(Your objective) Update the lines starting at the one containing "of the bird." and ending at the last line below, replacing "place a marker on" with "mark" and leaving everything else unchanged. Return only those lines.

****************************************

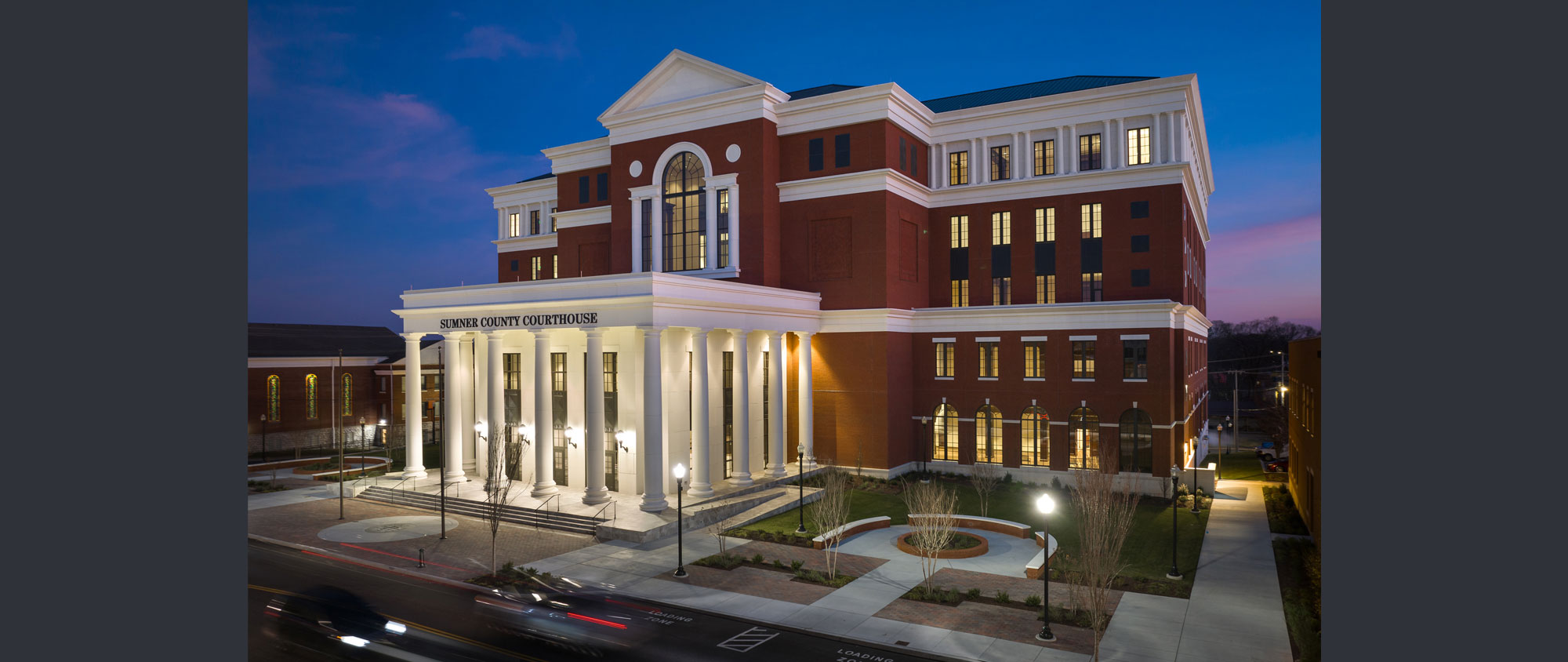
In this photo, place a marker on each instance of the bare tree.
(832, 512)
(985, 478)
(932, 523)
(1106, 506)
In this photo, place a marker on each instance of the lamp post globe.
(680, 475)
(1175, 479)
(1045, 506)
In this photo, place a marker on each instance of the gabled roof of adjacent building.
(1029, 92)
(322, 341)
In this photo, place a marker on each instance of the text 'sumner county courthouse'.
(736, 274)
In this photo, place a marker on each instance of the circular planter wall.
(968, 553)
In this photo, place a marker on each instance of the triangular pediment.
(680, 76)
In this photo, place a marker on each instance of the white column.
(656, 235)
(593, 412)
(543, 420)
(637, 235)
(711, 227)
(735, 227)
(775, 404)
(741, 476)
(496, 421)
(702, 454)
(413, 409)
(805, 399)
(652, 440)
(452, 382)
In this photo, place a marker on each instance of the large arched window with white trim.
(945, 434)
(684, 214)
(1138, 442)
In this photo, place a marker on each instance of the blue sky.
(374, 128)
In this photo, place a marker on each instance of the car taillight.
(597, 620)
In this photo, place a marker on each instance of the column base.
(655, 504)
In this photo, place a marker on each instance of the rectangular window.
(959, 231)
(1000, 158)
(1136, 360)
(1001, 228)
(1083, 360)
(1089, 151)
(1001, 291)
(990, 362)
(1047, 225)
(1091, 214)
(1036, 360)
(957, 169)
(945, 358)
(1045, 158)
(1047, 289)
(1092, 288)
(1138, 147)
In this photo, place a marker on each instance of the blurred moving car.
(333, 624)
(584, 619)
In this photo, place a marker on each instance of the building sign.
(572, 319)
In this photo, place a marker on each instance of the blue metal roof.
(1029, 92)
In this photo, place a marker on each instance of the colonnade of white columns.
(460, 387)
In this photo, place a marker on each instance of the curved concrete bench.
(998, 526)
(860, 526)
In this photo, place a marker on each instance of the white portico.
(612, 380)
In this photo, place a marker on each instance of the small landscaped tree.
(985, 478)
(1106, 506)
(832, 512)
(932, 523)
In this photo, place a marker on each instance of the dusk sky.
(376, 128)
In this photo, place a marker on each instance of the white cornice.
(583, 217)
(524, 244)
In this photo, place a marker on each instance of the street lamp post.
(1045, 506)
(800, 464)
(1174, 573)
(680, 473)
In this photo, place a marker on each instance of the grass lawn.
(1147, 551)
(1301, 587)
(1243, 467)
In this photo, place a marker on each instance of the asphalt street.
(441, 620)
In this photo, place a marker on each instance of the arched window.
(989, 435)
(1086, 438)
(1037, 437)
(945, 434)
(310, 398)
(684, 214)
(349, 395)
(1138, 442)
(275, 387)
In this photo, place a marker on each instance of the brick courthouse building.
(735, 272)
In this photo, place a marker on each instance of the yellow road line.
(456, 638)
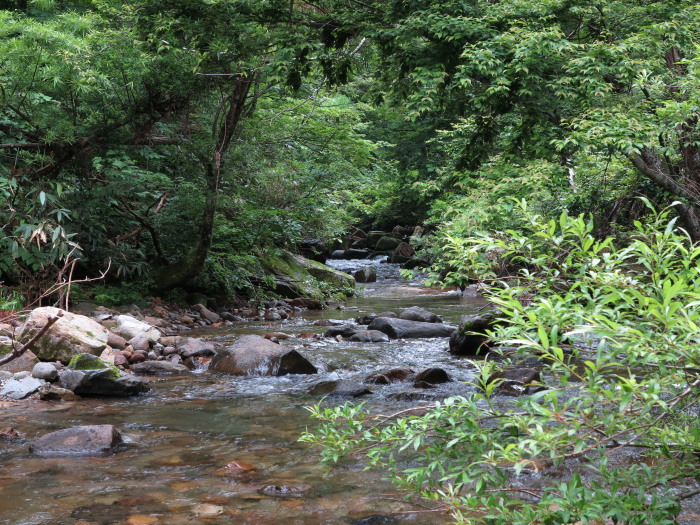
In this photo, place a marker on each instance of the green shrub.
(616, 330)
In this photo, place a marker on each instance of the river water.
(187, 429)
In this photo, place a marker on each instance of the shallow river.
(187, 429)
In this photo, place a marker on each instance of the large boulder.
(297, 276)
(402, 253)
(129, 327)
(405, 329)
(253, 355)
(387, 244)
(87, 440)
(102, 383)
(469, 338)
(72, 334)
(21, 388)
(416, 313)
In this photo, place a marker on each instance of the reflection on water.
(184, 434)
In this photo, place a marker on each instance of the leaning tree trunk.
(234, 107)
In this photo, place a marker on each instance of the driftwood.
(16, 352)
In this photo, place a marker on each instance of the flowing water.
(187, 429)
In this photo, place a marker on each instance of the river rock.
(49, 392)
(158, 368)
(369, 336)
(433, 376)
(45, 371)
(21, 388)
(339, 388)
(72, 334)
(86, 440)
(416, 313)
(25, 362)
(387, 244)
(116, 341)
(191, 347)
(129, 327)
(405, 329)
(464, 342)
(368, 274)
(402, 254)
(253, 355)
(207, 314)
(346, 331)
(108, 383)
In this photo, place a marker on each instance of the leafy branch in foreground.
(613, 435)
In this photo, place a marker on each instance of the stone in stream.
(368, 274)
(21, 388)
(405, 329)
(416, 313)
(369, 336)
(253, 355)
(468, 339)
(339, 388)
(45, 371)
(108, 383)
(129, 327)
(191, 347)
(346, 331)
(85, 440)
(158, 368)
(72, 334)
(433, 376)
(49, 392)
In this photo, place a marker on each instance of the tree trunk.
(233, 108)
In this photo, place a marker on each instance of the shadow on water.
(183, 435)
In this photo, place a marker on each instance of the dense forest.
(549, 150)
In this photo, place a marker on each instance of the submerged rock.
(253, 355)
(339, 388)
(86, 440)
(72, 334)
(369, 336)
(108, 383)
(405, 329)
(21, 388)
(416, 313)
(469, 339)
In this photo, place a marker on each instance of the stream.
(183, 434)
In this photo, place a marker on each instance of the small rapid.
(184, 435)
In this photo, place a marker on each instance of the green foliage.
(615, 328)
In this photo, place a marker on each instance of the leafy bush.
(614, 425)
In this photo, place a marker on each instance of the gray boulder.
(21, 388)
(129, 327)
(405, 329)
(102, 383)
(45, 371)
(387, 244)
(191, 347)
(339, 388)
(87, 440)
(368, 274)
(369, 336)
(416, 313)
(253, 355)
(71, 334)
(469, 338)
(158, 368)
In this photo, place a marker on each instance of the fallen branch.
(16, 352)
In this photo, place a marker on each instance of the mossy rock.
(297, 276)
(91, 362)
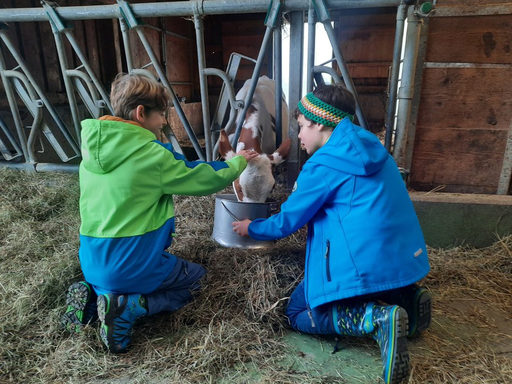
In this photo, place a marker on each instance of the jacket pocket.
(328, 260)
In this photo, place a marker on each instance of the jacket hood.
(108, 142)
(352, 150)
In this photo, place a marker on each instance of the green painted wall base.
(450, 220)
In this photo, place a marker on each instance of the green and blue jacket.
(127, 179)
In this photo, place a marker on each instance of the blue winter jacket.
(363, 233)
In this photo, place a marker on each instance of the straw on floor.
(233, 332)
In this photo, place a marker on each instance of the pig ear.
(225, 148)
(237, 188)
(281, 153)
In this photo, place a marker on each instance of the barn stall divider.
(84, 82)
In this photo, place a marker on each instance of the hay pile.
(233, 332)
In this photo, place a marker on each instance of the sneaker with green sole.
(417, 301)
(82, 310)
(117, 314)
(391, 324)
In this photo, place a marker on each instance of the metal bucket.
(229, 209)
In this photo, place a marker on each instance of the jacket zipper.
(327, 260)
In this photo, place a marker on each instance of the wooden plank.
(178, 59)
(465, 3)
(461, 159)
(194, 114)
(476, 39)
(466, 98)
(367, 38)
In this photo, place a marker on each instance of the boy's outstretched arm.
(200, 178)
(242, 227)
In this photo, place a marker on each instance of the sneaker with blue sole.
(117, 314)
(82, 310)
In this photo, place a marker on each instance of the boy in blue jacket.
(364, 246)
(128, 177)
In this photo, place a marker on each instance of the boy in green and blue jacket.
(127, 180)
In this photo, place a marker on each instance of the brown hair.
(336, 95)
(131, 90)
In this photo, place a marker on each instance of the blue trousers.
(177, 289)
(317, 320)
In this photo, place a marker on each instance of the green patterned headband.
(315, 109)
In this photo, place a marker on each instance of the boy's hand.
(248, 154)
(242, 227)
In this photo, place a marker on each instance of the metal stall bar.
(325, 19)
(35, 100)
(270, 22)
(406, 91)
(311, 49)
(295, 92)
(205, 103)
(4, 150)
(222, 106)
(134, 23)
(180, 8)
(70, 76)
(278, 78)
(395, 70)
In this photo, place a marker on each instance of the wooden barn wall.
(465, 108)
(366, 39)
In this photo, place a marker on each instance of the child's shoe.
(417, 301)
(82, 310)
(118, 313)
(390, 331)
(386, 324)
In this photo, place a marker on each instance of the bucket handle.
(230, 213)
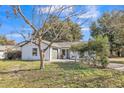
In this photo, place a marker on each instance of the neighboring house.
(5, 48)
(57, 51)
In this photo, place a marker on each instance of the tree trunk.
(41, 58)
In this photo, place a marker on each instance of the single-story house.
(5, 48)
(57, 51)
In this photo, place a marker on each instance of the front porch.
(62, 54)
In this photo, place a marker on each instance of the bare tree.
(41, 15)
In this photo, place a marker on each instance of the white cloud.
(85, 29)
(54, 9)
(92, 12)
(13, 35)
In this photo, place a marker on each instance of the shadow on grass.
(16, 71)
(71, 66)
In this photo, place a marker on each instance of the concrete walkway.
(116, 66)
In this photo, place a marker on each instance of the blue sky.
(12, 24)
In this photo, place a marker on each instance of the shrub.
(13, 55)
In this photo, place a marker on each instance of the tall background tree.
(5, 41)
(61, 26)
(111, 24)
(73, 34)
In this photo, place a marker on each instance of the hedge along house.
(5, 48)
(59, 51)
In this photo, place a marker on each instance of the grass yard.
(14, 74)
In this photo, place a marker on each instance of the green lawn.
(26, 74)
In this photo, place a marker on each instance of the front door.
(54, 53)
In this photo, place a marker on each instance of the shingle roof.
(57, 44)
(5, 47)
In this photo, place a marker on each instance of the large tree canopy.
(5, 41)
(111, 24)
(72, 30)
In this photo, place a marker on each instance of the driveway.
(116, 66)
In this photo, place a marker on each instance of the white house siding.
(2, 56)
(27, 52)
(73, 54)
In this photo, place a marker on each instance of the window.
(34, 52)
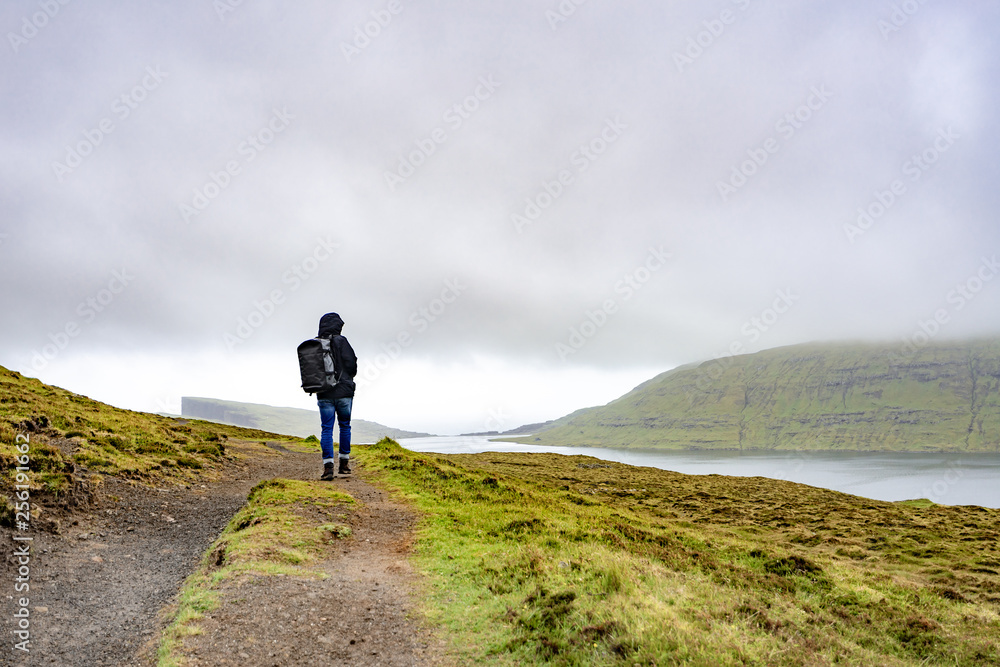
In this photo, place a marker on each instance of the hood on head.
(330, 325)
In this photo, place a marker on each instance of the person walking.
(335, 404)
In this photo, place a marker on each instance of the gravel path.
(97, 586)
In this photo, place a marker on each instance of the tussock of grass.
(105, 440)
(543, 558)
(282, 530)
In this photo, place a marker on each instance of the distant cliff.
(288, 421)
(943, 397)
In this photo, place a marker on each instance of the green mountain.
(942, 397)
(287, 421)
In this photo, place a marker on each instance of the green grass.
(109, 441)
(852, 397)
(285, 527)
(549, 559)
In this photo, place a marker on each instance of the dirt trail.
(97, 587)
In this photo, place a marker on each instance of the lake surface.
(949, 479)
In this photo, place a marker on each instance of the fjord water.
(945, 478)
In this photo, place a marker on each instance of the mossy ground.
(543, 558)
(285, 527)
(103, 439)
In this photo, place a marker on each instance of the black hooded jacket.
(330, 326)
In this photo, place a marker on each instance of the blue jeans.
(339, 409)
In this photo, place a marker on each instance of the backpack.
(317, 366)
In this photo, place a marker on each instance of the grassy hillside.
(290, 421)
(71, 434)
(550, 559)
(847, 397)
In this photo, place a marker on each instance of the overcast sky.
(519, 208)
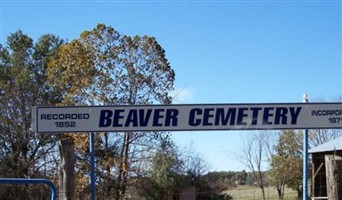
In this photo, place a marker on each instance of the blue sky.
(221, 51)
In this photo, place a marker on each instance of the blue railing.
(31, 181)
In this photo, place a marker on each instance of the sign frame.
(204, 117)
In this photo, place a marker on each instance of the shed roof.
(332, 145)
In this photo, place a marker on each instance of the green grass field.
(254, 193)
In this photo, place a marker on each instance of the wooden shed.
(327, 170)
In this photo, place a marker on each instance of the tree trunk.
(67, 177)
(122, 178)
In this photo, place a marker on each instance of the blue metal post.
(31, 181)
(92, 166)
(305, 158)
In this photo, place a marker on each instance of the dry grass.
(254, 193)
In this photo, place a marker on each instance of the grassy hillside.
(254, 193)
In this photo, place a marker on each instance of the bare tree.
(254, 153)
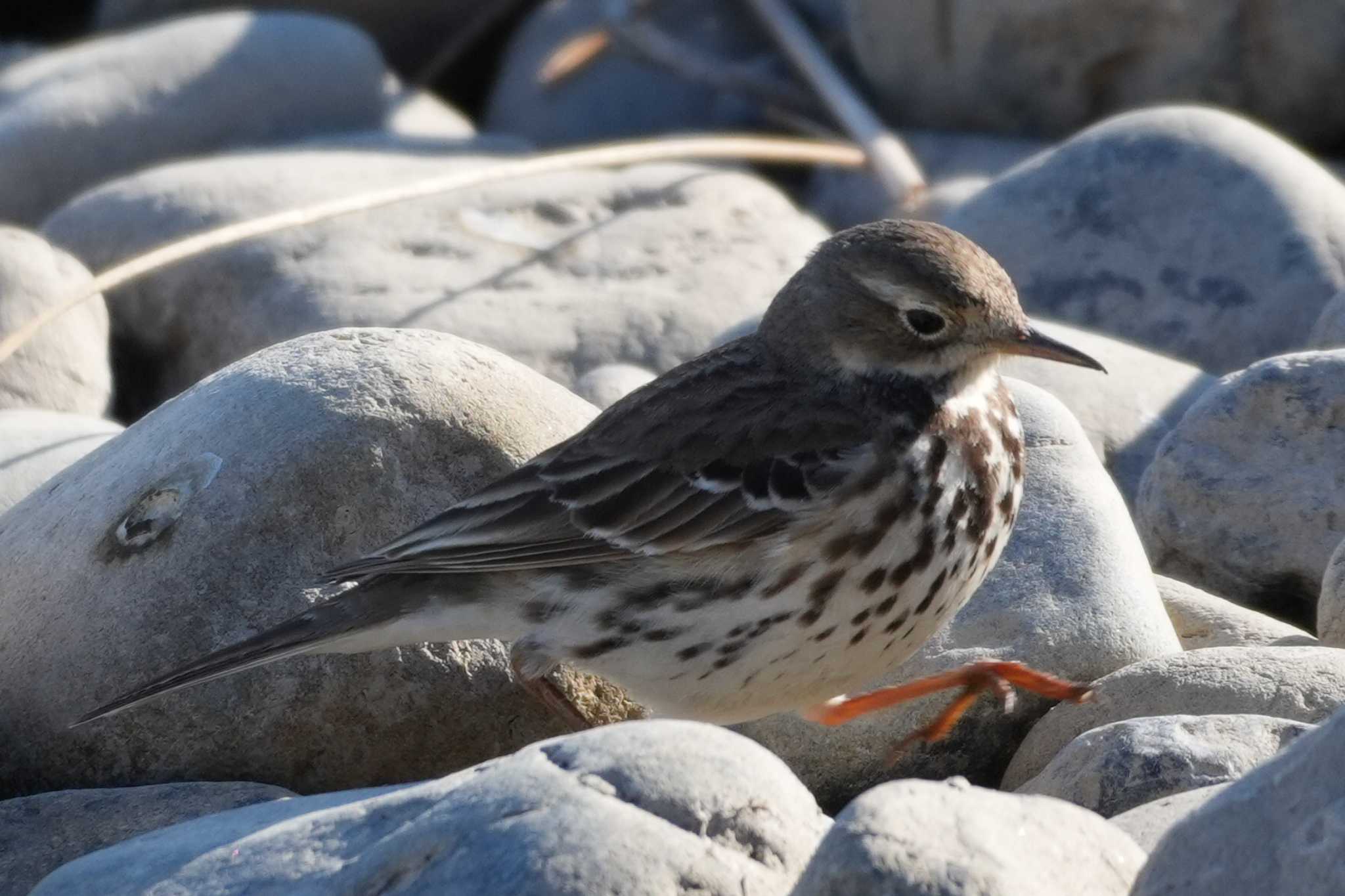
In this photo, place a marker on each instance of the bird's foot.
(989, 675)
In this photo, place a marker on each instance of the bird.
(767, 527)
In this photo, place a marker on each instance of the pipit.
(772, 524)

****************************************

(Answer to the exercise)
In this photo, mark each instance of the bird.
(767, 527)
In this photo, mark each instance of the pipit.
(772, 524)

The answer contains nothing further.